Segment Start: EXERCISE TEXT

Posted by on 11/19/2013 to Foot Pain Relief

Diabetes poses an unusual risk to feet for those suffering from this disease. If too much sugar gets into the blood, two main problems can occur: diabetic neuropathy and peripheral artery disease (PAD). Diabetic neuropathy is nerve damage that is caused by poor diabetic management. The result is lack of sensation in the feet. The problem is worsened because nerve damage can lead to muscle dysfunction, which leads to unusual gait and increased risk of damage to feet. If you cannot feel pain, cold, or hot sensations, one small cut or sore can potentially lead to a huge legion that requires amputation of the toe, entire foot, and even part of the leg. Peripheral artery disease is caused by a change in blood flow. Diabetes can lead to poor blood flow to the hands and feet. The result is an increased risk of gangrene (tissue death) and decreased recovery time from existing lesions, sores, and other foot problems.

So what is the answer? The best thing to prevent these issues is proper diabetes management, but there are a few additional precautions that can be taken to ensure proper foot care:

  • Wash feet daily and check feet daily. If you have problems viewing the bottom of the foot, use a mirror.

Segment End: EXERCISE TEXT
Segment Start: DATASET EXCERPTS

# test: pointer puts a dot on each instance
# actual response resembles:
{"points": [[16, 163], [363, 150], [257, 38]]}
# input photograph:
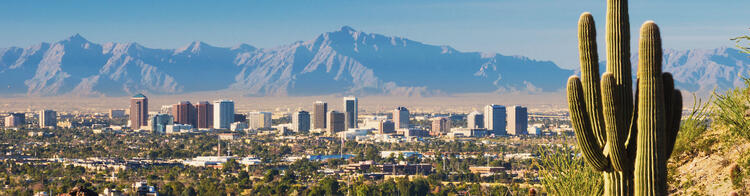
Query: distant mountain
{"points": [[345, 61]]}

Segment End: DATASET EXCERPTS

▶ _WORK ORDER A_
In the text on diabetic foot care, what should you use if you have trouble seeing the bottom of your foot?
▶ _WORK ORDER B_
Continue the text on diabetic foot care from the point where it stops.

▶ _WRITTEN ANSWER A_
A mirror.

▶ _WRITTEN ANSWER B_
  • If your feet are healthy, getting your feet looked at by a podiatrist once a year is recommended. If you have problems with your feet, it should be at least once every two to three months. Make an appointment as soon as you notice any problems -- do not attempt to remove calluses or corns yourself.
  • Diabetic insoles, like the New Balance IPR3030 Pressure Relief Insoles with Metatarsal Support (also available in Wide) were specifically designed to decrease risk of ulcers through decreased friction inside the shoe.
  • A foot pillow, used while sleeping or relaxing, can help reduce unneeded pressure on feet.
  • Wear clean, dry socks and shoes that won’t cut off circulation or allow your foot to move around inside the shoe.
  • Do not go barefoot, even indoors. And closed-toe shoes are recommended.
  • Maintain blood flow by elevating feet whenever possible, and refrain from crossing the feet.